- [Request]
Identify each line in the items below that contains the word "blue", and copy those lines. Case counts.

******

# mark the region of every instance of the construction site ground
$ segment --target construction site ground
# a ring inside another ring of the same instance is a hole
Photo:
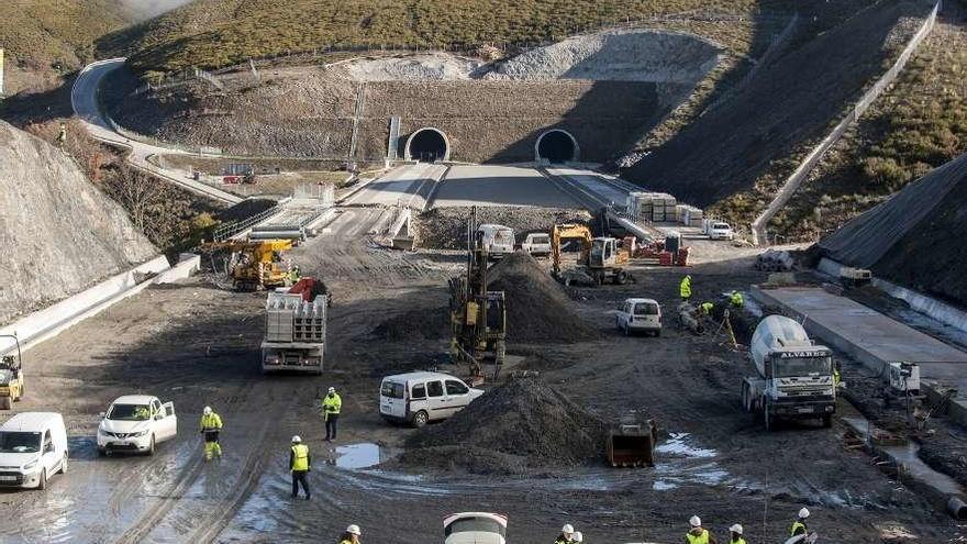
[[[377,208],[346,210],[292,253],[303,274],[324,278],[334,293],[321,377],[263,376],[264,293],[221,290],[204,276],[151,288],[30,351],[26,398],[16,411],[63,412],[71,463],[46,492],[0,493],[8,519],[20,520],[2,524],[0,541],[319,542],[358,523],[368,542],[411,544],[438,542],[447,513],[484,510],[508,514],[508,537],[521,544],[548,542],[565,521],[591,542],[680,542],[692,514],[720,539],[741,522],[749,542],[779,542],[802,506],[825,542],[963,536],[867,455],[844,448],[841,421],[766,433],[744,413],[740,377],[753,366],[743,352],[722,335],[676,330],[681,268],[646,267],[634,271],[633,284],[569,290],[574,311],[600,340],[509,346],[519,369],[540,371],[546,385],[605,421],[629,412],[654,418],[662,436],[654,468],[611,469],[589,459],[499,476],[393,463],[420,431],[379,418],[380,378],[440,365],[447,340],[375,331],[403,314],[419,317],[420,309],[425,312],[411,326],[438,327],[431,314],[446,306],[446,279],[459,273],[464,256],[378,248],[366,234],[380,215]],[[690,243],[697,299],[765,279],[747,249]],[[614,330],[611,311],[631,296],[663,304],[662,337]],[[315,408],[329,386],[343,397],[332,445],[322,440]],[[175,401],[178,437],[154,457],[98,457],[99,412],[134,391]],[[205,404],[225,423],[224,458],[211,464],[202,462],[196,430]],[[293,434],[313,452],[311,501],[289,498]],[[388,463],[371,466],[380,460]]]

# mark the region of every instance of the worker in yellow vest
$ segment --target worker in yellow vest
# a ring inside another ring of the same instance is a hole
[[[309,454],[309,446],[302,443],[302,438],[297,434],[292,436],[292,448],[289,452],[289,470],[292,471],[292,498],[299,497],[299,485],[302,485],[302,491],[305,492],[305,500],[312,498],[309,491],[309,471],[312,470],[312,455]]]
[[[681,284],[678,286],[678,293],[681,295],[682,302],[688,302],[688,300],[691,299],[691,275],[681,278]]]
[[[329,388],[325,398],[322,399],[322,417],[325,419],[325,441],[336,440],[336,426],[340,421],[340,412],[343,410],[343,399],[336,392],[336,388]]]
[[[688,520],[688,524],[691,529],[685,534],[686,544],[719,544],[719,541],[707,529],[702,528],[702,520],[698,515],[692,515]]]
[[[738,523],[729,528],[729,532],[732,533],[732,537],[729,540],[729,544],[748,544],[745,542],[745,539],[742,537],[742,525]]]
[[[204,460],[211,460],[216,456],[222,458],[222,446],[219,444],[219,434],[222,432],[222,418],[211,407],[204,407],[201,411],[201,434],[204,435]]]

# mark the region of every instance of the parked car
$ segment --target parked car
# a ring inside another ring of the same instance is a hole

******

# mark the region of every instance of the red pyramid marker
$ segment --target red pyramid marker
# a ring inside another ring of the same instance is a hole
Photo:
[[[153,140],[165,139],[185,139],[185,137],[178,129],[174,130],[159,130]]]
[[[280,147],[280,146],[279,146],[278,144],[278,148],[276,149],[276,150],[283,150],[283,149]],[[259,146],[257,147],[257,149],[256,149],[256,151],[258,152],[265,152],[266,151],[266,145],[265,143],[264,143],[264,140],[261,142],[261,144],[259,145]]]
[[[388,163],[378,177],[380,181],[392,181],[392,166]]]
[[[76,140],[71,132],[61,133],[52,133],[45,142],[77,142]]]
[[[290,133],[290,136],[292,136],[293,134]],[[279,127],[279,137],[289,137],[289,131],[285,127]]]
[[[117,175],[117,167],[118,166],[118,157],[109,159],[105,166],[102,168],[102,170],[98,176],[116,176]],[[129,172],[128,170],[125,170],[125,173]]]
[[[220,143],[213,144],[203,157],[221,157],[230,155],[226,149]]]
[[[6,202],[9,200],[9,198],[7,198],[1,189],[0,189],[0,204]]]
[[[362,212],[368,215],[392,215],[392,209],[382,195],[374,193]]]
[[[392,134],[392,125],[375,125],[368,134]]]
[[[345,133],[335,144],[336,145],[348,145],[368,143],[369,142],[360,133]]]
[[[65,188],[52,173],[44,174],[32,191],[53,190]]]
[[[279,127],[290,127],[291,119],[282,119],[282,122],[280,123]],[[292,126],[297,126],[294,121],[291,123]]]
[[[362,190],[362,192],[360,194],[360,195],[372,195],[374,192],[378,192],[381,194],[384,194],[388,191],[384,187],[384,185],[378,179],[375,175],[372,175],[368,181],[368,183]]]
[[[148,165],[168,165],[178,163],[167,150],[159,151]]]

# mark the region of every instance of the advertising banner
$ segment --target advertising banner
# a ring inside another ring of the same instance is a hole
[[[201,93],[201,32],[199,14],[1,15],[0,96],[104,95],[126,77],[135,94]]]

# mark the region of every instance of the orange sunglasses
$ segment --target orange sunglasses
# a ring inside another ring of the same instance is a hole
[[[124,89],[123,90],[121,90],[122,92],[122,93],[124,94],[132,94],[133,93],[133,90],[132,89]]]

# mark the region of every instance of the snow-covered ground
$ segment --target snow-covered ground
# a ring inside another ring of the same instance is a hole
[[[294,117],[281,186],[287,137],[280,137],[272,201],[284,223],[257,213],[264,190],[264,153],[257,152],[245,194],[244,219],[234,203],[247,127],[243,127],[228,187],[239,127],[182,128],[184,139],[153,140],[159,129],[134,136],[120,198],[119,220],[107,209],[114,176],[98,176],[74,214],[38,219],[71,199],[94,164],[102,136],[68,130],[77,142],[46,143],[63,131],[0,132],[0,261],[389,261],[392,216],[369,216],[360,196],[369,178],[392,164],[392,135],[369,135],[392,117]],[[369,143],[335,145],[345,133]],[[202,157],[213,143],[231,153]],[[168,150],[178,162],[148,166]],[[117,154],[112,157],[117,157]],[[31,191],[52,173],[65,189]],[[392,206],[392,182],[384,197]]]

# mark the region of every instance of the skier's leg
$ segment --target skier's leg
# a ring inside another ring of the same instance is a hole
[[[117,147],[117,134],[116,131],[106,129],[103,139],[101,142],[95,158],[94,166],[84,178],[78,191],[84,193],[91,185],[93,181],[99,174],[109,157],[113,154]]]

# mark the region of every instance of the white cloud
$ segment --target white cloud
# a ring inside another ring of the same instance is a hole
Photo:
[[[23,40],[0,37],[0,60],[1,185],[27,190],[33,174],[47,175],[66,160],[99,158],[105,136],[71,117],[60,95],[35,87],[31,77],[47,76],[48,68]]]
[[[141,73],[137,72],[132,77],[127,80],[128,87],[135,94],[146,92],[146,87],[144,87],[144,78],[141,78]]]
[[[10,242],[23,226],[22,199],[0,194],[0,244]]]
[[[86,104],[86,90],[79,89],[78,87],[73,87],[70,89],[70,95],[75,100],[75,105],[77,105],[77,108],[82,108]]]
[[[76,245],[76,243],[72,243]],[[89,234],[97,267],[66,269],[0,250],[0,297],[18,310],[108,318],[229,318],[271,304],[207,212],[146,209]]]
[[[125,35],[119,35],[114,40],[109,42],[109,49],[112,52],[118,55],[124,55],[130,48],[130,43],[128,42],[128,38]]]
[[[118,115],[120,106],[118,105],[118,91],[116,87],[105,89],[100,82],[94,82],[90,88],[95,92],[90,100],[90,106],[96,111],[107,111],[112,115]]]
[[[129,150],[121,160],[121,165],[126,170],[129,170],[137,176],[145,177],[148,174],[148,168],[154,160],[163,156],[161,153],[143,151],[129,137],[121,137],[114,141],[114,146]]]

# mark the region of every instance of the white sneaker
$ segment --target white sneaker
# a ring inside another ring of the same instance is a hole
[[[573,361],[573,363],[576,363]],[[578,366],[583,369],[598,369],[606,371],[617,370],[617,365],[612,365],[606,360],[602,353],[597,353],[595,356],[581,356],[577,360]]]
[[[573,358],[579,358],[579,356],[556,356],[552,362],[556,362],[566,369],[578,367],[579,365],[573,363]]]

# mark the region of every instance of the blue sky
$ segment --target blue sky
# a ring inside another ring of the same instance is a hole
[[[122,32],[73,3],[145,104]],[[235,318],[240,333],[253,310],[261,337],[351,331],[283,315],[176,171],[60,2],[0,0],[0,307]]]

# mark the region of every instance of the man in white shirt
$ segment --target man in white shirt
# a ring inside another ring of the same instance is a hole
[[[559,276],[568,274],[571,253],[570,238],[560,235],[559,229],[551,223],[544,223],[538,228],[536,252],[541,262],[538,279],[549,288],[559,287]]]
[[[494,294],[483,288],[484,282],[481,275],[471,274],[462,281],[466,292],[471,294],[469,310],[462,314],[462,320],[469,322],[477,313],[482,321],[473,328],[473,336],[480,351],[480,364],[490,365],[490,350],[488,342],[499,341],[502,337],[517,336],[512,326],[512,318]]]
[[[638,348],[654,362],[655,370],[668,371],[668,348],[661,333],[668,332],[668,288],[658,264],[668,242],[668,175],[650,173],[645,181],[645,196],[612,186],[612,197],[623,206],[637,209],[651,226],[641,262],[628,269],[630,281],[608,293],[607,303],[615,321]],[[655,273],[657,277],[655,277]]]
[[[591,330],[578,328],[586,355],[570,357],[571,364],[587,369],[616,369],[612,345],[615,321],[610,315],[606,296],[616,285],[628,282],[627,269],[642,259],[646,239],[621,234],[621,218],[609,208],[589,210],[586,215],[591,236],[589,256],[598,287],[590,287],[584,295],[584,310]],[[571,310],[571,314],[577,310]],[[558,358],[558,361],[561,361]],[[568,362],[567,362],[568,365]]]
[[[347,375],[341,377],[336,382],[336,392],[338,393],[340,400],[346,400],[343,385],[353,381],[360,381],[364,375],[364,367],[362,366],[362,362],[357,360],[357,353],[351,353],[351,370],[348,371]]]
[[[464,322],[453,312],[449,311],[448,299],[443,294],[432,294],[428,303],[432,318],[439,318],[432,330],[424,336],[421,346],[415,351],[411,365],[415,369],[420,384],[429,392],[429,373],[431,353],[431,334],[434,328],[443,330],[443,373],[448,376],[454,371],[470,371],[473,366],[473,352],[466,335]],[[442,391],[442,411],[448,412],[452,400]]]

******

- [Answer in full]
# mark the region of every instance of the blue sky
$ segment --target blue sky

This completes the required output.